__Passage to read__
Cleveland has the oldest public housing authority in the nation, and is home to a large number of dedicated “estates” for low-income residents. While on the one hand these neighborhoods provide stable housing for residents in need, they have also served to reinforce racist housing policies that have isolated poor Black residents from educational and economic opportunities. Meanwhile, negative stereotypes about “the projects” are perpetuated by mainstream media and have served to further stigmatize residents.
Ideastream Public Media’s “Homes” series takes a deep dive into the past, present and future of public housing in Cleveland and beyond, as viewed through the situation of one specific public housing neighborhood: Woodhill Homes, built in 1940. The project began in 2019, when reporter/producer Justin Glanville started visiting Woodhill Homes regularly, meeting residents and attending community events. After building trusting relationships, he spent another year recording personal conversations with residents about their present-day lives and their hopes for the future. In some cases, he followed residents over time as they pursued goals such as finding a job or losing weight. This yielded a series of standalone feature stories presented on radio, TV and online.

__Tasks for this exercise__
(1) Why, according to the passage on Cleveland public housing, have the city's low-income estates worked against their residents even though they provide stable housing?
(2) List every medium on which, according to the passage on Cleveland public housing, the "Homes" feature stories were presented.
(3) Pick up the passage on Cleveland public housing after its last sentence and continue it.

__Record set__
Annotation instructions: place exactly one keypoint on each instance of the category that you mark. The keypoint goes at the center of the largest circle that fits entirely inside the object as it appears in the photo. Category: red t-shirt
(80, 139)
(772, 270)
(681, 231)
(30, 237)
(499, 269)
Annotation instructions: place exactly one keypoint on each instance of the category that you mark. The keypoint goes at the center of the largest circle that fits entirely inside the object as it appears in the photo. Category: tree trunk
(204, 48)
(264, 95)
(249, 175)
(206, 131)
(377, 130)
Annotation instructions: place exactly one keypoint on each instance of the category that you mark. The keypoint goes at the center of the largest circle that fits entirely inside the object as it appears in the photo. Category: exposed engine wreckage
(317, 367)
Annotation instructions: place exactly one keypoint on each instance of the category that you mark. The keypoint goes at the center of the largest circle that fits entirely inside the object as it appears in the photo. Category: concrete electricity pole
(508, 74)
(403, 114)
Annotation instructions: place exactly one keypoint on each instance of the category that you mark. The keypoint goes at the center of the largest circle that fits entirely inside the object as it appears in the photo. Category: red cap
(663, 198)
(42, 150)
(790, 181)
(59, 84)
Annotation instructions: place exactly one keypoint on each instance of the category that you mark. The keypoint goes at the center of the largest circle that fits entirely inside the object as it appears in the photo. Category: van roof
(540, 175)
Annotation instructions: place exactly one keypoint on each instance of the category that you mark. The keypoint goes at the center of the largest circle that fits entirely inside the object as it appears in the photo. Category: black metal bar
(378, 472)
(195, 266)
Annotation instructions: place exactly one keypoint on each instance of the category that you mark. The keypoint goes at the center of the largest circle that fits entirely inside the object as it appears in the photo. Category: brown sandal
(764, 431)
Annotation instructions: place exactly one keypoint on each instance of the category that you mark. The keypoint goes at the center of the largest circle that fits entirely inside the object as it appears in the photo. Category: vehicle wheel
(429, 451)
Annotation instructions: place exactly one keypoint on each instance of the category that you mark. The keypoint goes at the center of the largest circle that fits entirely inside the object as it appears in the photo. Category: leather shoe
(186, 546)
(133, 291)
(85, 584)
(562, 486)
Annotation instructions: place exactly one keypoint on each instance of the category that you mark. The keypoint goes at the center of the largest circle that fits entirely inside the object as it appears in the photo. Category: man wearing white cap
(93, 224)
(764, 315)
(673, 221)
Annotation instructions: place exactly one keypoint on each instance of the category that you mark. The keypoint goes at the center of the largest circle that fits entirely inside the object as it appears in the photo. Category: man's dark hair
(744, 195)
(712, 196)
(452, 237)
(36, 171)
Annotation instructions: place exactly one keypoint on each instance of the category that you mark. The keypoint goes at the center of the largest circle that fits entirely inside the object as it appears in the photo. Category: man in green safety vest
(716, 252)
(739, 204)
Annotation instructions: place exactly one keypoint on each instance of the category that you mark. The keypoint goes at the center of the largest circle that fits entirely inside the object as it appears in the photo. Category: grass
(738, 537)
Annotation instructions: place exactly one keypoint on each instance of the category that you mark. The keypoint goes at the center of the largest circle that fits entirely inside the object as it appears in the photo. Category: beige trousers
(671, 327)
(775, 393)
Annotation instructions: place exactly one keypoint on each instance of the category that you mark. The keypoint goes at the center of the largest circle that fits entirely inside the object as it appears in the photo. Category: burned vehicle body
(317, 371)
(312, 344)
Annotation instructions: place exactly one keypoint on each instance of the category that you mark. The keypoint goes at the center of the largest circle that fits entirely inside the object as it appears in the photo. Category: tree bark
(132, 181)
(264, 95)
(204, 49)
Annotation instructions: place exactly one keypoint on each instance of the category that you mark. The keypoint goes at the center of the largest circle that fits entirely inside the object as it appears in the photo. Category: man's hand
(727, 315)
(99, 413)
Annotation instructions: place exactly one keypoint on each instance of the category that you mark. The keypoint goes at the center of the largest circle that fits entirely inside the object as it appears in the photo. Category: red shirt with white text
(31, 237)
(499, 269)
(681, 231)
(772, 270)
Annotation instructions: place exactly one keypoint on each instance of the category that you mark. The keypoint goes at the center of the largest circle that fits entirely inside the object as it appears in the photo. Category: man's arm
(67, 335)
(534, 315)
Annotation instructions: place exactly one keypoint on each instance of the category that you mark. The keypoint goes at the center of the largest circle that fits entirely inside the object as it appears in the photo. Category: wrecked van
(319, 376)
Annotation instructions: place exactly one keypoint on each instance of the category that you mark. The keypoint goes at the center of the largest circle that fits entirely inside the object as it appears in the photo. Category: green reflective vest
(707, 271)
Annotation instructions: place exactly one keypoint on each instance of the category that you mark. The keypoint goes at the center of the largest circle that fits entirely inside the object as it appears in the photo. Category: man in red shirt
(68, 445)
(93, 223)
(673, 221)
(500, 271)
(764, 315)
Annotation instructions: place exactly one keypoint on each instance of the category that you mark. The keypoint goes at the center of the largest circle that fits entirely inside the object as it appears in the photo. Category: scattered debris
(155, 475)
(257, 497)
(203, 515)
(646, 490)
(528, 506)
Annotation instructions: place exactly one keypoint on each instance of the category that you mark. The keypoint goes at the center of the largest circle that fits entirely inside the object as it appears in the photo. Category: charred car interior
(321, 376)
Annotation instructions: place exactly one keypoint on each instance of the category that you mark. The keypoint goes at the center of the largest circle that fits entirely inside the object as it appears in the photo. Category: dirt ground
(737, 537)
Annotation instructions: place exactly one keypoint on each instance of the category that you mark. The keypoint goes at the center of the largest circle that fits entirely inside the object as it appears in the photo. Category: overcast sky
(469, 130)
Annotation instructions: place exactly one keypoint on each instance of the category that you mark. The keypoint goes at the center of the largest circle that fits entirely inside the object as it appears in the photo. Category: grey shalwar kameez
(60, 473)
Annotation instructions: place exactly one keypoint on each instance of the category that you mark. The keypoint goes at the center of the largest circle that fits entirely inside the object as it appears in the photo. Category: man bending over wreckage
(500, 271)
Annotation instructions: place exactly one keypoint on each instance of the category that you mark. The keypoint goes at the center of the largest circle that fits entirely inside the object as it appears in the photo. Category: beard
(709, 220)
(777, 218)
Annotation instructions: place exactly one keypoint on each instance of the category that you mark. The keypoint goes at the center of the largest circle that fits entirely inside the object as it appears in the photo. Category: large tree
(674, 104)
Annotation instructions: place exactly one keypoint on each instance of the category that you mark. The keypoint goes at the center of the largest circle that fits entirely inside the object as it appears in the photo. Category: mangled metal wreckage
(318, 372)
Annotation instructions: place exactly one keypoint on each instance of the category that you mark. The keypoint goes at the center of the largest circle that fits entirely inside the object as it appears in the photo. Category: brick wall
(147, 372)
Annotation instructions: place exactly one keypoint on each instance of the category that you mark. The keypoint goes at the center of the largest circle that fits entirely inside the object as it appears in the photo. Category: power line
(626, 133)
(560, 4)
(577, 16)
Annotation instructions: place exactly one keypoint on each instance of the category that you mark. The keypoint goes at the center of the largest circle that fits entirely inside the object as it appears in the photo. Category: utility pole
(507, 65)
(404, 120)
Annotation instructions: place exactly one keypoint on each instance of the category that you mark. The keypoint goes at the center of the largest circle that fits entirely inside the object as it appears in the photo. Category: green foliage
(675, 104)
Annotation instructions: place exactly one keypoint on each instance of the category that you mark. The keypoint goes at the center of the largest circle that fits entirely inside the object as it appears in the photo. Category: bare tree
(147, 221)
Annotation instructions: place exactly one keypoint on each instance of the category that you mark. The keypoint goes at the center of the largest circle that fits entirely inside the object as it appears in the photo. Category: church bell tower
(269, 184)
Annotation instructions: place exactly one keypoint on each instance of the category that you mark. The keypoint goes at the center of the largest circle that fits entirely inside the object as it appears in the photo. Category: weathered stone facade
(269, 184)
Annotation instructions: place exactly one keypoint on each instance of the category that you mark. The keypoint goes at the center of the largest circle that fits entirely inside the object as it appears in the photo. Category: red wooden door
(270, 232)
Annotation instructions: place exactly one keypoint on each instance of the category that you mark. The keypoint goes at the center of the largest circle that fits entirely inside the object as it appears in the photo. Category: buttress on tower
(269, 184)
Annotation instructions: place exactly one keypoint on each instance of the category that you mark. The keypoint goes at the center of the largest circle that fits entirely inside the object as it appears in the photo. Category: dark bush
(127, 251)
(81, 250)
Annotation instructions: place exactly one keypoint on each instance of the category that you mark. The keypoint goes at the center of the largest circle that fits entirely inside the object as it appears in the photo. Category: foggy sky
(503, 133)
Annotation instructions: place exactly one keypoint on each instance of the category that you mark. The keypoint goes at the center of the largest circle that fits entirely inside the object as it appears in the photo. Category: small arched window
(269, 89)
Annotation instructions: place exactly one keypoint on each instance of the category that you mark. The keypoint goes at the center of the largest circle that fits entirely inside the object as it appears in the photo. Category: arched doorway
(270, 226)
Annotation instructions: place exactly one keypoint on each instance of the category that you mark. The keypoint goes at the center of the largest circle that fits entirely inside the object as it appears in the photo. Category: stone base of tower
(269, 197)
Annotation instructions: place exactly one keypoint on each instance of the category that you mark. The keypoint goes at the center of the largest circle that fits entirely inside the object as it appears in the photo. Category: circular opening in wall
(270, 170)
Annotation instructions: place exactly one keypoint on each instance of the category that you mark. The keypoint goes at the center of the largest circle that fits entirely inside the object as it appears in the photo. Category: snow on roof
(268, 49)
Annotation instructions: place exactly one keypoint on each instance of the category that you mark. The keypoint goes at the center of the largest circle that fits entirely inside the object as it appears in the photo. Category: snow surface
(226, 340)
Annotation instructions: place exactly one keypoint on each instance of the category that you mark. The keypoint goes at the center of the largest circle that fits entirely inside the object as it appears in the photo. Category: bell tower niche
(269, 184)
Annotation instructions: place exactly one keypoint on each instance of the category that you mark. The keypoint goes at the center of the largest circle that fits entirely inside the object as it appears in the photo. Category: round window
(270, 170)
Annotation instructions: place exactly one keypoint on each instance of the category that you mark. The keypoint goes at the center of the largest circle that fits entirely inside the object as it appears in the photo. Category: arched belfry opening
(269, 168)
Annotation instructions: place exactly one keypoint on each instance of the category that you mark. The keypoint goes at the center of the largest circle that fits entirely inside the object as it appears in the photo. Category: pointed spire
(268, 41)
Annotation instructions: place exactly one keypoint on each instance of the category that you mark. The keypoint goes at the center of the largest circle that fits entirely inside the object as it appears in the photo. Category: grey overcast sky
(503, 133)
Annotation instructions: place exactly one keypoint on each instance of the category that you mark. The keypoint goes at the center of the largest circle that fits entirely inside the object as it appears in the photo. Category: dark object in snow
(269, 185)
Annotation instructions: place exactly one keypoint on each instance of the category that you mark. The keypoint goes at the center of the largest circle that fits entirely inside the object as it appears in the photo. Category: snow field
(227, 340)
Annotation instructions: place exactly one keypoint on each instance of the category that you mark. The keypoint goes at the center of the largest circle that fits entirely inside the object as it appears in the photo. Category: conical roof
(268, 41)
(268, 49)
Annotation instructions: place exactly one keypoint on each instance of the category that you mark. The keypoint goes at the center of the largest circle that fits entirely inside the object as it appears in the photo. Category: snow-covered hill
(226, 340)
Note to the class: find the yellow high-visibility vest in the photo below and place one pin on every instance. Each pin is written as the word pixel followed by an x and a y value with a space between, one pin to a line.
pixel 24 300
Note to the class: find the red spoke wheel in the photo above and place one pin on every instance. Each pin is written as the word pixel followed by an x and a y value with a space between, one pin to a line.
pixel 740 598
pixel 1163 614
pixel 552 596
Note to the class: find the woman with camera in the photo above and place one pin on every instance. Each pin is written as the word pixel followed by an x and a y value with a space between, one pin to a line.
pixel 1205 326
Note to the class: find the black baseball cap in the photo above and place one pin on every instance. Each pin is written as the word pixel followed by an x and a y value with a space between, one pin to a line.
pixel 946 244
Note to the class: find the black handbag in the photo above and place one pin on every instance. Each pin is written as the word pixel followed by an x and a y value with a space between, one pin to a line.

__Task results__
(1) The estates have reinforced racist housing policies that isolated poor Black residents from educational and economic opportunities. Mainstream media have also spread negative stereotypes about "the projects," which further stigmatized residents.

(2) Radio, TV, online

(3)
At the end of the second year, Glanville worked with resident Jeanette Marbley to compile and present a six-episode podcast called “Inside The Bricks,” organized around such topics as Work; Health and Safety; Moving In and Moving Out; and Growing Up at Woodhill. Glanville and Marbley co-narrated the series and Marbley received a stipend for her work. Podcast episodes were also broadcast in their entirety on Ideastream’s morning call-in show, The Sound of Ideas, to engage listeners at large in conversations about Woodhill specifically and public housing in general. Two public events were also held: a pre-pandemic town hall meeting at Woodhill’s community center, and a post-pandemic online forum with Woodhill residents and administrators from the public local housing authority.
At the outset of the project, Ideastream set three specific Intended Outcomes: 1) to amplify residents’ voices and empower them by providing a forum for sharing opinions about what the future Woodhill should look like; 2) to deepen Ideastream listeners’ understanding of public housing and challenge stereotypes about public housing residents; and 3) to directly inform the housing authority’s planning for Woodhill’s future.